>> BEGIN

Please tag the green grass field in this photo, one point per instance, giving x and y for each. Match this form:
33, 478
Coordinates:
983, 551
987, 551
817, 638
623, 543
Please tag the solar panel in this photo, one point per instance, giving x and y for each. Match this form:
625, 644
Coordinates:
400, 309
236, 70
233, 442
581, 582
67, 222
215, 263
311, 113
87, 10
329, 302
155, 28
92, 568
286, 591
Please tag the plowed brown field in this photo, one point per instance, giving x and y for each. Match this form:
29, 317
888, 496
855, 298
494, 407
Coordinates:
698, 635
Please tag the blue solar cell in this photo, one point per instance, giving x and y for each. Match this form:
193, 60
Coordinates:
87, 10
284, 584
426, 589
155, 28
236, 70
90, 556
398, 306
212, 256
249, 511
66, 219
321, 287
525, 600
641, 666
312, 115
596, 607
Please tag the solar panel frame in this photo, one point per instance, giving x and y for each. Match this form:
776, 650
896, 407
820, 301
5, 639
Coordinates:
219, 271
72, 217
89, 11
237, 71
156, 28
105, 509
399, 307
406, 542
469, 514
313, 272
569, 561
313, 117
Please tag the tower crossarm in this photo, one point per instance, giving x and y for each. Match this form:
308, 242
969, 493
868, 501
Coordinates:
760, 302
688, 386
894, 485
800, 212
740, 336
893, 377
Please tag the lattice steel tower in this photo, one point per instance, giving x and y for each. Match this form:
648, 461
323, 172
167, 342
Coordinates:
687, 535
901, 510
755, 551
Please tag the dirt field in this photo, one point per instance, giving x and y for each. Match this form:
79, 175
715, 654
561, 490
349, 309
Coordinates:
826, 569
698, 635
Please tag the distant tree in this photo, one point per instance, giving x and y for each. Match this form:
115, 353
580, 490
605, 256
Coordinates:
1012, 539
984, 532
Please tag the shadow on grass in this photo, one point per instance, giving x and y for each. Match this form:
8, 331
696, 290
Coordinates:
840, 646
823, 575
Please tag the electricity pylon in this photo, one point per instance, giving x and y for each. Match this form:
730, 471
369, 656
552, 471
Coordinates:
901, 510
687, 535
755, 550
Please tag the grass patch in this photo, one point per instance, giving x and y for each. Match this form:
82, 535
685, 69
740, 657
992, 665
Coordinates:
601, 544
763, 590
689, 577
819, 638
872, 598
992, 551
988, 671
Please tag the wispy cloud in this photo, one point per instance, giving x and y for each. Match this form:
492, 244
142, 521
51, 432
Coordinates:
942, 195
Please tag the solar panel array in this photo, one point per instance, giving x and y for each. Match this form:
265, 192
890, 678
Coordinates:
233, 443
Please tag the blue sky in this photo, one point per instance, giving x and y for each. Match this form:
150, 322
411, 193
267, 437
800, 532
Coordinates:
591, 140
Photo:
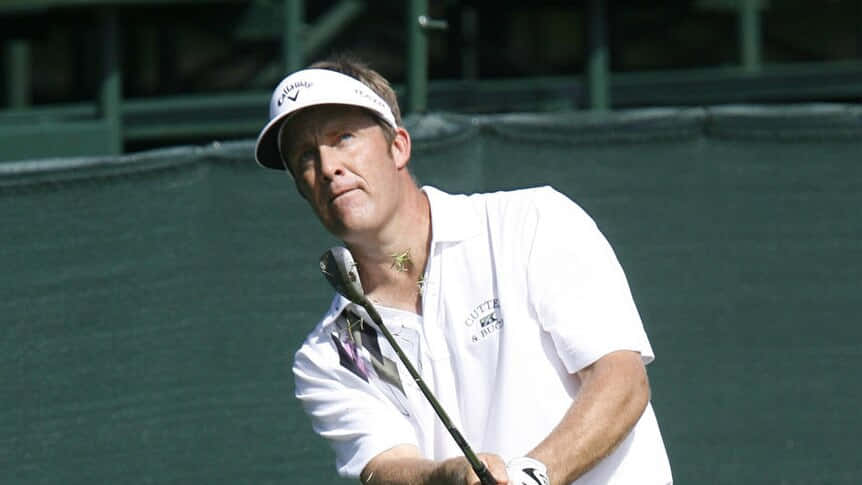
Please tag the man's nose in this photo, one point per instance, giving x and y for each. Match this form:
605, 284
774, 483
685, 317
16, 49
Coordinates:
331, 162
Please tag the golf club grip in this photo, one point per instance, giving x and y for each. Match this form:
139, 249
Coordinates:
485, 477
478, 466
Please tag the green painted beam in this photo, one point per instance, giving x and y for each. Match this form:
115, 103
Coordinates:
598, 60
292, 40
17, 71
417, 57
55, 139
110, 90
750, 37
330, 24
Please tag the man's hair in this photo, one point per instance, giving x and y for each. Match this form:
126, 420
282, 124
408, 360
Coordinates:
351, 66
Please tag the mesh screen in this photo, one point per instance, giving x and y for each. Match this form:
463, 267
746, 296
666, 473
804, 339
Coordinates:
150, 305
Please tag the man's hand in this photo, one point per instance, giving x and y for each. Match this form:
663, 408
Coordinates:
403, 465
527, 471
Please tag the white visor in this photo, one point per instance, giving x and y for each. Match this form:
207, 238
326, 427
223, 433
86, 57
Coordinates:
312, 87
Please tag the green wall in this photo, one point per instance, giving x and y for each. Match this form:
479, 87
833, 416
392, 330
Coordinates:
150, 305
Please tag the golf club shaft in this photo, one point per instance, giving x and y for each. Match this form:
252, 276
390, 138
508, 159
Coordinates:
479, 467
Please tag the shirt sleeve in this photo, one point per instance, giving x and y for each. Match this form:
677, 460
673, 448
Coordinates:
577, 286
354, 416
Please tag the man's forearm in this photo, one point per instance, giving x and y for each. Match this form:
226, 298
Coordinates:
614, 393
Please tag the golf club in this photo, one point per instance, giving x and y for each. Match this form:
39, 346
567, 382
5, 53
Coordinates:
340, 270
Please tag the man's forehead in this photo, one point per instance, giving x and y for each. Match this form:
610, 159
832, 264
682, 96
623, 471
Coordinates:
317, 120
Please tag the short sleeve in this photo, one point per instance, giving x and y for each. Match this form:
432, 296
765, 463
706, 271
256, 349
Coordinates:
577, 287
352, 414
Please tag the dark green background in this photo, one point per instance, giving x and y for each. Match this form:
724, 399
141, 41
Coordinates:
150, 305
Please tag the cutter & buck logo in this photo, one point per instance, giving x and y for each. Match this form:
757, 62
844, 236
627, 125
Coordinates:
484, 320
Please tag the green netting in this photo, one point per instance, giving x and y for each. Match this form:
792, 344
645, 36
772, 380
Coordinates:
150, 305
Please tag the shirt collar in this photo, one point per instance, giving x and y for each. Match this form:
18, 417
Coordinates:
453, 218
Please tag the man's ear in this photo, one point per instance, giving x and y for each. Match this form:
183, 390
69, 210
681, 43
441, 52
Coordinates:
400, 148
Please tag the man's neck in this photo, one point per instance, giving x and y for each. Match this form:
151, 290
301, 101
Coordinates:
392, 262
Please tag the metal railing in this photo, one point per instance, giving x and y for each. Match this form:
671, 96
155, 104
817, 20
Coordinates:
103, 125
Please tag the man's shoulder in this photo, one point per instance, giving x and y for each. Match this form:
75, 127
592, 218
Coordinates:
507, 198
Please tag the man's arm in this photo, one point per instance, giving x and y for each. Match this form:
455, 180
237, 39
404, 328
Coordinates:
614, 393
403, 465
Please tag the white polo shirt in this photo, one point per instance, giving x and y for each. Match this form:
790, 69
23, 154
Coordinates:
520, 291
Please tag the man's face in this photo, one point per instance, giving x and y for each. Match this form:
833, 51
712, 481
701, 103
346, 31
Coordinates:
344, 167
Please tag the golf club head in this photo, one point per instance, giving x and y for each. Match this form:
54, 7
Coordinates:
340, 270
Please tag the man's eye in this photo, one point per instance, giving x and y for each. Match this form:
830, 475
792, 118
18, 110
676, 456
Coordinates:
305, 157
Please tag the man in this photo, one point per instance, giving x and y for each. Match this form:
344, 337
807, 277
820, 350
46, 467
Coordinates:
512, 306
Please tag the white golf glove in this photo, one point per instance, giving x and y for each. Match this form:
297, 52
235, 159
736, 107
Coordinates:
527, 471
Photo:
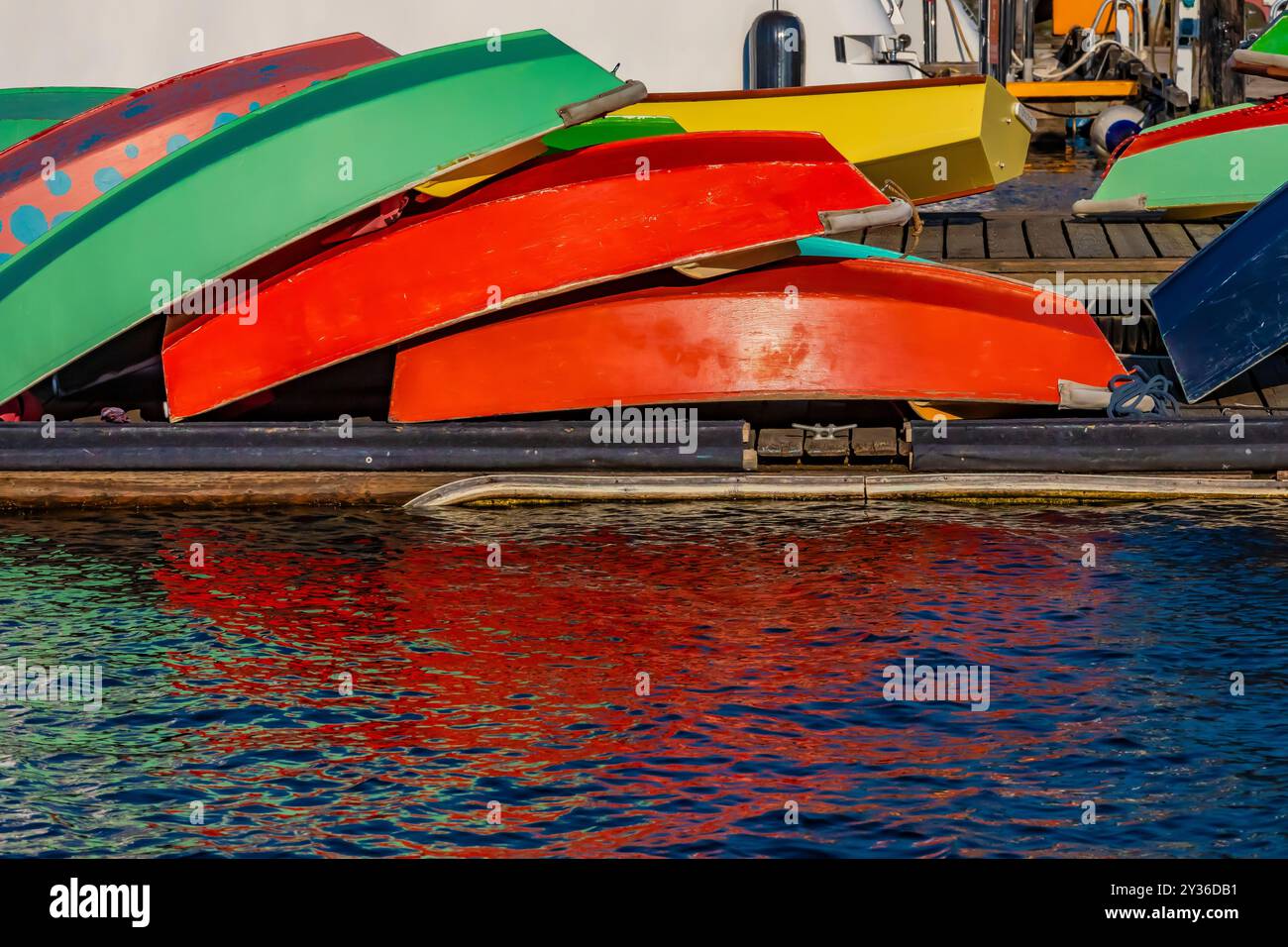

>> END

**Written request:** How many lines in the entries above contain the word "tower"? Reply with the number only.

**Exercise solution:** 2